'''
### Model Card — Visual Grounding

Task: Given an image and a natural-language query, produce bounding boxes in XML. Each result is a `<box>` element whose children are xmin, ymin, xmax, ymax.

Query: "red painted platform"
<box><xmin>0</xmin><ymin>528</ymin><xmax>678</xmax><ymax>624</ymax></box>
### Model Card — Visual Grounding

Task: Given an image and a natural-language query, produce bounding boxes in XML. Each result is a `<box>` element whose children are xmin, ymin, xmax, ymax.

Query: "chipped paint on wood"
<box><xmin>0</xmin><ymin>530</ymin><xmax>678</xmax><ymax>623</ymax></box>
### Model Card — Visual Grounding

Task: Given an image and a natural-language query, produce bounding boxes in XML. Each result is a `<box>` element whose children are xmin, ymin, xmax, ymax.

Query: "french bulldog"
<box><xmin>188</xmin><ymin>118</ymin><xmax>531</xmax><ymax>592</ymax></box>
'''
• Problem description: Reproduce the material above in full, changing every occurrence of "bounding boxes" to "bounding rectangles" and leaving all other text as it stands.

• Exercise result:
### Model Card — Visual Grounding

Task: Given an image and a natural-language query, produce bounding rectangles in XML. Each result is a `<box>` element whose children are xmin, ymin, xmax, ymax.

Query: "red painted platform"
<box><xmin>0</xmin><ymin>528</ymin><xmax>678</xmax><ymax>624</ymax></box>
### Model Card — Visual Grounding

Task: Given an image and a natural-language query, produce bounding rectangles in XML. Each result is a `<box>` element whose children are xmin, ymin, xmax, ymax.

Query: "chipped paint on wood"
<box><xmin>0</xmin><ymin>530</ymin><xmax>678</xmax><ymax>623</ymax></box>
### Model Card — Visual Grounding

Task: Given an image and a natural-language query, produce bounding rectangles in XML. Each result is a `<box>` element whose children are xmin, ymin, xmax, ymax.

Query: "french bulldog"
<box><xmin>188</xmin><ymin>118</ymin><xmax>531</xmax><ymax>592</ymax></box>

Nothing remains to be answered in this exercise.